┌──

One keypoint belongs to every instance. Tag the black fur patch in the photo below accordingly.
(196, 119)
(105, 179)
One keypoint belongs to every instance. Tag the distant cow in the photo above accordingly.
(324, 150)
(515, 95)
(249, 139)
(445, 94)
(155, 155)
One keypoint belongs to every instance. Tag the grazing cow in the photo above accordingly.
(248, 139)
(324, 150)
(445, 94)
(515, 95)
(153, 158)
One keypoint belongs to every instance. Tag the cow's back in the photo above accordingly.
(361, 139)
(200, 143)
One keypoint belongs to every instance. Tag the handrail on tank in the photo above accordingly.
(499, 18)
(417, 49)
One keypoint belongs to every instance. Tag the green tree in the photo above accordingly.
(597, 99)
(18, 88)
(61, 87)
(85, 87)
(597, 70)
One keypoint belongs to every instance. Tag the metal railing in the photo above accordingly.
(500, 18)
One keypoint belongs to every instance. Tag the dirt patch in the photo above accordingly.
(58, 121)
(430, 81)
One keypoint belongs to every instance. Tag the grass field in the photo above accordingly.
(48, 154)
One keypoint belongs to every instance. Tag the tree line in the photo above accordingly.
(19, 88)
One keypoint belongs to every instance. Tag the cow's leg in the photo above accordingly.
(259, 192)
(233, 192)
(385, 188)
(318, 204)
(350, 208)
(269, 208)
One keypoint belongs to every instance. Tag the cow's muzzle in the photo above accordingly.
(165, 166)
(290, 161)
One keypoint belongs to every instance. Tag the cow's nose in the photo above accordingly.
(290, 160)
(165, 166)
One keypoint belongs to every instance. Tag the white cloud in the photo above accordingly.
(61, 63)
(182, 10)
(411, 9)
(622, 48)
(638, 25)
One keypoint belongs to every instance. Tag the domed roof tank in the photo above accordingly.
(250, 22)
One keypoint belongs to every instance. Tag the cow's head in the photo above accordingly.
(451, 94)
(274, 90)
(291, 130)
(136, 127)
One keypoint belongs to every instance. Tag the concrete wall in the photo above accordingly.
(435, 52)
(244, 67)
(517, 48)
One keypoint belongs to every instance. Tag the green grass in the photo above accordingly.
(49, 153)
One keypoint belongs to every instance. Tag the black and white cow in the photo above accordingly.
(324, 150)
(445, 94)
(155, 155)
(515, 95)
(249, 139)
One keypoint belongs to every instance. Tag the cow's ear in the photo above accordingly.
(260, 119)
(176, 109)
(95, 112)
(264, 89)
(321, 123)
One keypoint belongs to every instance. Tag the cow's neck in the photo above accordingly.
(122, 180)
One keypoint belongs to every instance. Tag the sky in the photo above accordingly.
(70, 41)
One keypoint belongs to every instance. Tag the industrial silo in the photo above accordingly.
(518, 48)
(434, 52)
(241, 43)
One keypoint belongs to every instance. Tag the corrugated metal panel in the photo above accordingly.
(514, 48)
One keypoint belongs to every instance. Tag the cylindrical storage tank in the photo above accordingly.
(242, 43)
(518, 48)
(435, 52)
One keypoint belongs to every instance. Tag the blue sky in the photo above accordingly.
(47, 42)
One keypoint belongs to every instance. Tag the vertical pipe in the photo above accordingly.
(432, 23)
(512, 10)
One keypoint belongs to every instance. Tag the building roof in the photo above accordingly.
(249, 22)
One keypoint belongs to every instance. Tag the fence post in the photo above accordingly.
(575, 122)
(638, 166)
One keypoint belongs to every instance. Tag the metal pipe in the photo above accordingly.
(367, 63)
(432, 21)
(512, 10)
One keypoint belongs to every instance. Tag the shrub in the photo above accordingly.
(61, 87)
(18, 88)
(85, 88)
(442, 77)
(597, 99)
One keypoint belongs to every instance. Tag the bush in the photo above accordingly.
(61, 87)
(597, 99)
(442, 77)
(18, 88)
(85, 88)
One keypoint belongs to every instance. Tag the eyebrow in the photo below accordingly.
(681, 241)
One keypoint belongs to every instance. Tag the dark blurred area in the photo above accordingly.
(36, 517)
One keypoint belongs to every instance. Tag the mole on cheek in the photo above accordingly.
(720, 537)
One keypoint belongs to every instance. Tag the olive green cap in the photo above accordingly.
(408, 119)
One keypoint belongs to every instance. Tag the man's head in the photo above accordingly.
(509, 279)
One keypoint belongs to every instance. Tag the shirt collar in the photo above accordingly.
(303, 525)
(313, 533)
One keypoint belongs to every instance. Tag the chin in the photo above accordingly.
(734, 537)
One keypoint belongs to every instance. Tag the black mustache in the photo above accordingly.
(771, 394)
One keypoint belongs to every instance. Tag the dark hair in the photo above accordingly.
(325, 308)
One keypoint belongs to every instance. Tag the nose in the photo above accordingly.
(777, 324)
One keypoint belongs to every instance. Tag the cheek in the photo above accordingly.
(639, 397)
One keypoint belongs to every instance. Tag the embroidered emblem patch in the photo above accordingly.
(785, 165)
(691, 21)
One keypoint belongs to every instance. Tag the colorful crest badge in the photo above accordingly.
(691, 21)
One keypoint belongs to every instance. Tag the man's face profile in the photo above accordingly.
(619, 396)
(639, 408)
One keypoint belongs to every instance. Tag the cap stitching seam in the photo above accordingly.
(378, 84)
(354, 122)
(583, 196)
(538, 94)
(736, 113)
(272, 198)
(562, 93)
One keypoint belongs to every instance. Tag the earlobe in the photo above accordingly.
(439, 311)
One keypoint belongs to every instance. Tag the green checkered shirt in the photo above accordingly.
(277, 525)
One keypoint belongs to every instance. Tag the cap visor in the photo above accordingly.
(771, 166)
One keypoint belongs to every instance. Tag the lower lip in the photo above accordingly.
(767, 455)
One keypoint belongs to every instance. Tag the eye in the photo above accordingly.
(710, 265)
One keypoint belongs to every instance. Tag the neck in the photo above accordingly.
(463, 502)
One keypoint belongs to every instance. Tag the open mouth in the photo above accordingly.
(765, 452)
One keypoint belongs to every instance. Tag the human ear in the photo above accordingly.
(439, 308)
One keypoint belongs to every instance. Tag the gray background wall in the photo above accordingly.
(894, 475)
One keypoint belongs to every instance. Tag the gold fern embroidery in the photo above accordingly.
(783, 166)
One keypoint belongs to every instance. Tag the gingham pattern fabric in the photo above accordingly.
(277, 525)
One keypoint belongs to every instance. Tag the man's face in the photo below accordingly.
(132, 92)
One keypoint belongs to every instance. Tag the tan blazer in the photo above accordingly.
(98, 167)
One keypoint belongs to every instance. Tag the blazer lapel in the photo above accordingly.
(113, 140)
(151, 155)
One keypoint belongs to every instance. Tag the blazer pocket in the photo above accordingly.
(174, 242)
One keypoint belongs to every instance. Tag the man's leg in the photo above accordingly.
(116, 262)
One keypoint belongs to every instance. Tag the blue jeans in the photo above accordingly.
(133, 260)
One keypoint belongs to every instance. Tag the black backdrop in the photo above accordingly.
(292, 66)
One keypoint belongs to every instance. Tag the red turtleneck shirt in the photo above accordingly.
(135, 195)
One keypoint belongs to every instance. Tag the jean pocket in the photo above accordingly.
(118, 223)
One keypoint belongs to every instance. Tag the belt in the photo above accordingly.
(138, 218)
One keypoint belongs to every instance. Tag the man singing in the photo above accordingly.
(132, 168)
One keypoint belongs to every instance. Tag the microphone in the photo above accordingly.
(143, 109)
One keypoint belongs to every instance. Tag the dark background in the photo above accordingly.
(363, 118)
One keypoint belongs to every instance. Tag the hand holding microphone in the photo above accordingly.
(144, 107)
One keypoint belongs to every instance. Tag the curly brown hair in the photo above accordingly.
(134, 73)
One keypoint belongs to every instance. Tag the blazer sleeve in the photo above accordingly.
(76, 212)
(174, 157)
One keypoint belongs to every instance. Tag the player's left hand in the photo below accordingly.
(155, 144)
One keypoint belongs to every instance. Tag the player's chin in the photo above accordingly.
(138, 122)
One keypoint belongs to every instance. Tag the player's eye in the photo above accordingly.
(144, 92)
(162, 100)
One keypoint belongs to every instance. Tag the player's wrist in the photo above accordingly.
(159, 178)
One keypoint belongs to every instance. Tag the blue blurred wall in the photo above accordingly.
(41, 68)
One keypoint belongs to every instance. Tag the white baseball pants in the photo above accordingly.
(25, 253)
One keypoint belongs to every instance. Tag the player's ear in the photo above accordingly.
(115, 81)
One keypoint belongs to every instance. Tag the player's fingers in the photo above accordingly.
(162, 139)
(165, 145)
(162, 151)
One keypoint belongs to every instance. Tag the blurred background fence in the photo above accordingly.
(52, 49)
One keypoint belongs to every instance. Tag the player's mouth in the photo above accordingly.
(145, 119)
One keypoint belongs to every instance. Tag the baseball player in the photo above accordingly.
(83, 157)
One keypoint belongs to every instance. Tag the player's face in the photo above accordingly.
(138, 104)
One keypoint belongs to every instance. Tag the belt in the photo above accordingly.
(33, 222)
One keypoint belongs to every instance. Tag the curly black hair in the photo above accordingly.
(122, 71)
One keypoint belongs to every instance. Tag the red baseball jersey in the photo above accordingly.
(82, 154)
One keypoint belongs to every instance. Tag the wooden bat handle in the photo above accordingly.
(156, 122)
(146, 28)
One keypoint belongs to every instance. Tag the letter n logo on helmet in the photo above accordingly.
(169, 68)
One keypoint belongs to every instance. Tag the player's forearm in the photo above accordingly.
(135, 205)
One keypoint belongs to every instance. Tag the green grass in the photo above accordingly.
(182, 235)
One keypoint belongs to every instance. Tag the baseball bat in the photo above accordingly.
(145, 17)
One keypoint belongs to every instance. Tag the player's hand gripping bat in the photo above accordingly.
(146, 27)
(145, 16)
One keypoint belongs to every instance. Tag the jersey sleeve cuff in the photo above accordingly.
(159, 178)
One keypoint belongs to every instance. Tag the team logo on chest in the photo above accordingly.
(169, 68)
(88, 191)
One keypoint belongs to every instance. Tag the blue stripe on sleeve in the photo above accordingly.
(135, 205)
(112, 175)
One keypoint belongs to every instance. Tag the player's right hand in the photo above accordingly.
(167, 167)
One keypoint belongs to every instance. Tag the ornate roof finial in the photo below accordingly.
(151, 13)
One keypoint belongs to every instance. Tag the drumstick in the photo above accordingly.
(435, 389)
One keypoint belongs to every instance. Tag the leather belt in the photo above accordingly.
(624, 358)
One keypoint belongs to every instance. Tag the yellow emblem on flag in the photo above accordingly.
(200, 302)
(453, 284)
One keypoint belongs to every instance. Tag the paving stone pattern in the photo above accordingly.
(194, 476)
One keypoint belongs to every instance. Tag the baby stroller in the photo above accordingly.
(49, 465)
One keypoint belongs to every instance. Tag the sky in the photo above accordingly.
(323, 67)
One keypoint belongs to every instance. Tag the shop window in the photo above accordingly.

└──

* [GIVEN INSTRUCTION]
Starting at the line that contains "One keypoint belongs to every instance. Tag the ornate", retype each line through the end of the listing above and nothing else.

* [TASK RESULT]
One keypoint belongs to every instance. Tag the ornate roof finial in the photo below accordingly.
(151, 13)
One keypoint belongs to every instance. Tag the drumstick in the photo above accordingly.
(435, 389)
One keypoint belongs to every instance. Tag the leather belt in the photo above accordingly.
(624, 358)
One keypoint belongs to every instance. Tag the yellow emblem on flag in the photo above accordingly.
(200, 302)
(453, 284)
One keypoint belongs to every instance. Tag the paving stone pattern in the photo above accordingly.
(194, 476)
One keypoint belongs to every instance. Tag the baby stroller in the photo above accordingly.
(49, 465)
One keypoint belongs to every instance. Tag the sky in the photo above accordingly.
(323, 67)
One keypoint belongs to every instance. Tag the shop window in the photo above accordingly.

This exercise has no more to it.